Journalists who cover war grow quickly accustomed to the strange assembly of characters who show up in border towns looking for a battle. In the past six months alone, Kilis has housed a French woman armed with boxes of antidepressants to hand out to refugees; a Japanese man who went to Aleppo several times a week just to do a bit of shooting; an Italian woman whose fixer claims she went searching for alien DNA on the front lines; numerous foreign jihadists; and amateur photographers whose blunders have created extremely dangerous circumstances for locals on the ground.
—War Tourists Flock to Syria’s Front Lines – The Daily Beast
Ben Taub is a senior here at Princeton. There’s a small show of his photos in the dorm where I ate brunch last Saturday. Part of me is very impressed at how he’s been able to go to Turkey and practice photojournalism . Part of me is wondering how responsible it is to send a college kid on this sort of project—and about the ethics of reporting on “War Tourism” when you’re a college kid who’s engaging in arguably similar behavior.

# Check your understanding:
**A.** In the blog post on war tourism, what did the French woman in Kilis bring to give to refugees?
**B.** Retype everything in the blog post on war tourism from "Journalists who cover" down to "on the ground.".
**C.** Write a continuation of the blog post on war tourism, picking up after its final sentence.

Records from a data collection

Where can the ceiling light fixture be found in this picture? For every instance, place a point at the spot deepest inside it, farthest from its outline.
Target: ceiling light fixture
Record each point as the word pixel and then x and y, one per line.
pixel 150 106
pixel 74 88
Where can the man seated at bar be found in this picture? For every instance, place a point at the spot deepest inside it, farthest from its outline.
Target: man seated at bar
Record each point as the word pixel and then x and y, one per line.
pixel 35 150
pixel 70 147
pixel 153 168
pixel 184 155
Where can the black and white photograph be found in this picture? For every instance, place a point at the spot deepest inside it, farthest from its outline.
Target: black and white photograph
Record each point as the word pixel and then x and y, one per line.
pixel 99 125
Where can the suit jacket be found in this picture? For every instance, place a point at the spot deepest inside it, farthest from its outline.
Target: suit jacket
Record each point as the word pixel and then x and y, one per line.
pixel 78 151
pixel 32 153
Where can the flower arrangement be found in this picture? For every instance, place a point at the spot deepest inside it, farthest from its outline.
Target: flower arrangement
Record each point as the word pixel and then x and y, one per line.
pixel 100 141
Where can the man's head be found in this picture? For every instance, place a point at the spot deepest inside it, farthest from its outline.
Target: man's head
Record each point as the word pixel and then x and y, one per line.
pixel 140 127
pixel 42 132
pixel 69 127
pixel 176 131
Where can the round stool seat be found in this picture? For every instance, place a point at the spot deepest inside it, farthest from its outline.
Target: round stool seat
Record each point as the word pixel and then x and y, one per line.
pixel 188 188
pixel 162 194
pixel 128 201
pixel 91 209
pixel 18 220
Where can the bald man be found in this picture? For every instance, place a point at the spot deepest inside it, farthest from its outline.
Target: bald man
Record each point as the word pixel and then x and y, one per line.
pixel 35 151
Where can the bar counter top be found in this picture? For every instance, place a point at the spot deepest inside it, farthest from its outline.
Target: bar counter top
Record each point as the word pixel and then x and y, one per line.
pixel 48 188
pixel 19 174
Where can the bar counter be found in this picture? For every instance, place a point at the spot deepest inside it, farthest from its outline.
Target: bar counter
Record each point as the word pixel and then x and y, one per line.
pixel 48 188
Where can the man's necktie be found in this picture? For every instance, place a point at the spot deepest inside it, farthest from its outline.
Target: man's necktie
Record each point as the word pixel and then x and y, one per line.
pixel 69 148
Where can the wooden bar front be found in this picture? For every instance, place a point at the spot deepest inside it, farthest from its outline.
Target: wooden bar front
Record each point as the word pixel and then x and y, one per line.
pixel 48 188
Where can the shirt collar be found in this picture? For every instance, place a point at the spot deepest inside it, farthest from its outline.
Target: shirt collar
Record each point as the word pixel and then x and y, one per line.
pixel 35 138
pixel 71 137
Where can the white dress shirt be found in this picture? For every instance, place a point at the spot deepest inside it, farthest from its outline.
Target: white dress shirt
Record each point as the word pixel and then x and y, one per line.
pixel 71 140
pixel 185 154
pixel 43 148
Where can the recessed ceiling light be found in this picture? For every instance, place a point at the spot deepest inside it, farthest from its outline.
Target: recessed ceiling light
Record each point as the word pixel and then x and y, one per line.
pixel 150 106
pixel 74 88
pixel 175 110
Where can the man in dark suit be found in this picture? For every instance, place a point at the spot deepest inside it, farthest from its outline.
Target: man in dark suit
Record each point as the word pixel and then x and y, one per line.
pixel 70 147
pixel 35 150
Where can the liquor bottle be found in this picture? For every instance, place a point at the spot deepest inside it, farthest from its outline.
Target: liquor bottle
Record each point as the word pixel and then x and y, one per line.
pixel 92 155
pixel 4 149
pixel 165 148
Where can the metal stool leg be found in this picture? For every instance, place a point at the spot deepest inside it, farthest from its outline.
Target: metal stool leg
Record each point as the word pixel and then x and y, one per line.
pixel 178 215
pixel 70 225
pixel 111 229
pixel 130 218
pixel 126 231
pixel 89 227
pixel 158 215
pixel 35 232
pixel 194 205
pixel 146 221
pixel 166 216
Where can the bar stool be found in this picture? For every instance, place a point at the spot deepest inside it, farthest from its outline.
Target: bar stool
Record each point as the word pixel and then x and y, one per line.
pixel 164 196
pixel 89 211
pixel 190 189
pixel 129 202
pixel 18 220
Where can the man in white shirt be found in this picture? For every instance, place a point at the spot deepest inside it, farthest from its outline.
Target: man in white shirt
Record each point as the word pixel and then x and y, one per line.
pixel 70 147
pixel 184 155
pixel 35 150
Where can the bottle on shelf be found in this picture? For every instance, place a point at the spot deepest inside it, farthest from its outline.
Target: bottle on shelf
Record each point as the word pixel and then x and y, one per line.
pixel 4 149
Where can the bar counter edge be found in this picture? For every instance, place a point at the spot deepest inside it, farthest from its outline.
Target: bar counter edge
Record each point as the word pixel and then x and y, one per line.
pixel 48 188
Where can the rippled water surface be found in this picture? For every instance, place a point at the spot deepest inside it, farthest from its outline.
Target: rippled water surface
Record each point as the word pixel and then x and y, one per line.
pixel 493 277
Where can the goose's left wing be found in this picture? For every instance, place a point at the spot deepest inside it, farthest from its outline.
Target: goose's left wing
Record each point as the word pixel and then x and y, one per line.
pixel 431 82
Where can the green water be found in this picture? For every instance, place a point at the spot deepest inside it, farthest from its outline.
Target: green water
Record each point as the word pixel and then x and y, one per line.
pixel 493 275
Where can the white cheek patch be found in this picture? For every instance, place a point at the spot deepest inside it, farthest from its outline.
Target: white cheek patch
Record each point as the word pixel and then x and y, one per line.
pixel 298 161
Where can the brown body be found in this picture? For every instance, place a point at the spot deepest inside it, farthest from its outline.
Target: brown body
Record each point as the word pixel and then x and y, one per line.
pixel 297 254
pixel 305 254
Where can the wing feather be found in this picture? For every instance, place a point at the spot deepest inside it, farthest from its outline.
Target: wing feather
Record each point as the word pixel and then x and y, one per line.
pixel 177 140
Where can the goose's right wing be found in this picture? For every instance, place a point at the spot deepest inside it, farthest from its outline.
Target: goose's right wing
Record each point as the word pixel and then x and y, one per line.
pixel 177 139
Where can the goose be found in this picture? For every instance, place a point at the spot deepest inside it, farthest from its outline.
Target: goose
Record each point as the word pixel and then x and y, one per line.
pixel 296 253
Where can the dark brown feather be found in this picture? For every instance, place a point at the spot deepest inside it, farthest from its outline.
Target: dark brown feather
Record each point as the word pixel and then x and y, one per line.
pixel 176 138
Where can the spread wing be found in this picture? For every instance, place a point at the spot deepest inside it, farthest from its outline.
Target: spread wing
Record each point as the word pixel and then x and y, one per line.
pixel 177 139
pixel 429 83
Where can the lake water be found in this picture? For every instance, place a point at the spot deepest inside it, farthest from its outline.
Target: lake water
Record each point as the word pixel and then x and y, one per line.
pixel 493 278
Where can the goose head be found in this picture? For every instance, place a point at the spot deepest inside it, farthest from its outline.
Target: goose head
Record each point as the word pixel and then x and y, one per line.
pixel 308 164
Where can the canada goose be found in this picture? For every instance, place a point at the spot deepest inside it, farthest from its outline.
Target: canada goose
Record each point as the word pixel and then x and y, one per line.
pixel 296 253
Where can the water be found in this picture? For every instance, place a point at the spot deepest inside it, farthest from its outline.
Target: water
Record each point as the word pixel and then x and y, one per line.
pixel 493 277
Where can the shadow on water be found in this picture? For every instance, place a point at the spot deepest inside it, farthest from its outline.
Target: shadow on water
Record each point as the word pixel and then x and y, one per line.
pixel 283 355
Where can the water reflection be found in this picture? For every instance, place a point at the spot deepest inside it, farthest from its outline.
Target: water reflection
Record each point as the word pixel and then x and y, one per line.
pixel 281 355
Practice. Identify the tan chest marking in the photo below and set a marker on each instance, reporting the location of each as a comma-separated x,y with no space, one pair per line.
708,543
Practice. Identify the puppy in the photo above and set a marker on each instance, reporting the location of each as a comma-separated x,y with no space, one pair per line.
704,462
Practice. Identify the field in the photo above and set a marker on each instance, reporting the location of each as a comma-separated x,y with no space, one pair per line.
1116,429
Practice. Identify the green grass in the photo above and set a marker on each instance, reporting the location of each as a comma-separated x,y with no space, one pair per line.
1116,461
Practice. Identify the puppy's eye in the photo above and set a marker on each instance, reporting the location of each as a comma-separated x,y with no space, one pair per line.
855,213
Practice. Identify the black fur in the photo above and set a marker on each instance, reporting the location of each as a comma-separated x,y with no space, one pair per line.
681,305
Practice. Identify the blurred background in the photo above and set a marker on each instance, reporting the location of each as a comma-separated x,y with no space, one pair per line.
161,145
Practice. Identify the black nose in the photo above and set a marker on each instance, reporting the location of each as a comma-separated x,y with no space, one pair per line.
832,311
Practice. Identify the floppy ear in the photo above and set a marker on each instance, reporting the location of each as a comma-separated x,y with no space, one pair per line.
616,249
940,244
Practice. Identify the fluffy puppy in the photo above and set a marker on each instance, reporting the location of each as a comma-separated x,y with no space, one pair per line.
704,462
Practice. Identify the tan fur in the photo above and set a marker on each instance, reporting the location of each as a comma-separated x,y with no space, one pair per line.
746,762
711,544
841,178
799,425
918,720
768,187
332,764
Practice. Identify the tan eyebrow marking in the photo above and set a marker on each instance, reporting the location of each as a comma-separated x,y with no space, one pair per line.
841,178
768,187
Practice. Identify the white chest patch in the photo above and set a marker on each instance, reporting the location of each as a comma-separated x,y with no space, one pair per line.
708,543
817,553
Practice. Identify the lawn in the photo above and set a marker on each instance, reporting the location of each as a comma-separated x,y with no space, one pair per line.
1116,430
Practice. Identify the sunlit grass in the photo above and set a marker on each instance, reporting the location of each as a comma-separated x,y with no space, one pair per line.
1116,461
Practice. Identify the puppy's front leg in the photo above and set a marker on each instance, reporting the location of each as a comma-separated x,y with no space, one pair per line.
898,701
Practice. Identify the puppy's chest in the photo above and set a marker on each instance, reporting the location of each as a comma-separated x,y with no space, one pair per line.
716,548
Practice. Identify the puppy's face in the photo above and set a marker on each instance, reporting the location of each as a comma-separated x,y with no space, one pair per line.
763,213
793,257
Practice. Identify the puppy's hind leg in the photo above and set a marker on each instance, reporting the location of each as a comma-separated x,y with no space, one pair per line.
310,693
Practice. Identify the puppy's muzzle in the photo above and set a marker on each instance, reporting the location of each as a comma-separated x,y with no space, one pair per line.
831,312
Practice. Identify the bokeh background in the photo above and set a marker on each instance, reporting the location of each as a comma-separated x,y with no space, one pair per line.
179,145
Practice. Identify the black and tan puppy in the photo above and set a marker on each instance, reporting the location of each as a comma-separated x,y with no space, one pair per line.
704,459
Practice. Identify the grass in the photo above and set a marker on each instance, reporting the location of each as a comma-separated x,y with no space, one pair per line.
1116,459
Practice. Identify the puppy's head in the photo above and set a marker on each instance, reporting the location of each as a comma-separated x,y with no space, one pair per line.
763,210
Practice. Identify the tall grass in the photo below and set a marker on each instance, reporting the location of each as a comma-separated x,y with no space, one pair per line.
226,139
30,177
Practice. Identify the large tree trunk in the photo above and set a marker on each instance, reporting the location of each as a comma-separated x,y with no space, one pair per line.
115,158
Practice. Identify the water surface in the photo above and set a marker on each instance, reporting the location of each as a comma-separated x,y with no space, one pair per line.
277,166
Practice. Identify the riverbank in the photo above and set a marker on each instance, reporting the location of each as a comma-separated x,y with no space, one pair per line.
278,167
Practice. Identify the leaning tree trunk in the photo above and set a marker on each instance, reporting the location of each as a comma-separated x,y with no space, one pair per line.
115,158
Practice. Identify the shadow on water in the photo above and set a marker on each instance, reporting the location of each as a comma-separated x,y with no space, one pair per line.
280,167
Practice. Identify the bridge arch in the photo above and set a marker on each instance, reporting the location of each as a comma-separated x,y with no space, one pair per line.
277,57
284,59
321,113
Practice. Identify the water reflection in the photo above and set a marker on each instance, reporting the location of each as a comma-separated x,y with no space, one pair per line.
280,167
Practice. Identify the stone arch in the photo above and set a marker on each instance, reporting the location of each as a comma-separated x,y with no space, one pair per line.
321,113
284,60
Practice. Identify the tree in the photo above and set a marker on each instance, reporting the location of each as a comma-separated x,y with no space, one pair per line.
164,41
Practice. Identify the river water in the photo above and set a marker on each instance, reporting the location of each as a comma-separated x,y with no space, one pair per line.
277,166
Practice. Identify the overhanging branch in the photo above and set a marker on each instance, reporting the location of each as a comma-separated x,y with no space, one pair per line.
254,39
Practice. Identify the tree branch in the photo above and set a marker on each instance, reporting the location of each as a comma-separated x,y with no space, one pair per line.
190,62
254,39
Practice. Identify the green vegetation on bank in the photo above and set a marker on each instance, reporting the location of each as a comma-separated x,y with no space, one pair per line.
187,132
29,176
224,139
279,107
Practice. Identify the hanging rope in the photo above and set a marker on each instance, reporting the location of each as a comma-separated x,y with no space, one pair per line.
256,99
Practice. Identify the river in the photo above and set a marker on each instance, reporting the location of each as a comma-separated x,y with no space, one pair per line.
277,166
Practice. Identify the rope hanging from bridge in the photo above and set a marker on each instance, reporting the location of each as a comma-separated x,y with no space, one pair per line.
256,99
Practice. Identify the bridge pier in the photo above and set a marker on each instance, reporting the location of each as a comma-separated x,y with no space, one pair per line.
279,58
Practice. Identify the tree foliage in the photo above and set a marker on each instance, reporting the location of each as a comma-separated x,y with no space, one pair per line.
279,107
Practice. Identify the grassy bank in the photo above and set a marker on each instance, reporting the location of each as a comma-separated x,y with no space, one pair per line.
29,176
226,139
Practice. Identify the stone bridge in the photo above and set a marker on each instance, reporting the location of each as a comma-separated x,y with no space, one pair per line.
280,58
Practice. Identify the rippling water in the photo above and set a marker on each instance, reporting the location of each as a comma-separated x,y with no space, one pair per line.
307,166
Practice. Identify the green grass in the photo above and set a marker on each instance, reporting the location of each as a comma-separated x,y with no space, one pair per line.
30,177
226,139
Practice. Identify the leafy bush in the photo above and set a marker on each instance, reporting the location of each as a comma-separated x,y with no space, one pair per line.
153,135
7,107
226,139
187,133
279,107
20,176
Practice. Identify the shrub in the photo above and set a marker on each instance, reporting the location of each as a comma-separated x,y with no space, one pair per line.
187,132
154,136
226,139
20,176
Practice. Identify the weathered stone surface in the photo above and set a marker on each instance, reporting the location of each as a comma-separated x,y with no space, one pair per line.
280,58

# Exercise responses:
**A.** She brought boxes of antidepressants.

**B.**
Journalists who cover war grow quickly accustomed to the strange assembly of characters who show up in border towns looking for a battle. In the past six months alone, Kilis has housed a French woman armed with boxes of antidepressants to hand out to refugees; a Japanese man who went to Aleppo several times a week just to do a bit of shooting; an Italian woman whose fixer claims she went searching for alien DNA on the front lines; numerous foreign jihadists; and amateur photographers whose blunders have created extremely dangerous circumstances for locals on the ground.

**C.**
As for the photos themselves, they’re fine. Nothing iconic—but what are the odds of that happening? As photojournalism it’s really about the story—which is absent in the show and which got complicated when I looked Taub up online and got the rest of the story.
And this isn’t a knock on Taub as much as it’s just another reason for me to question most photojournalism and the way media companies frame the stories.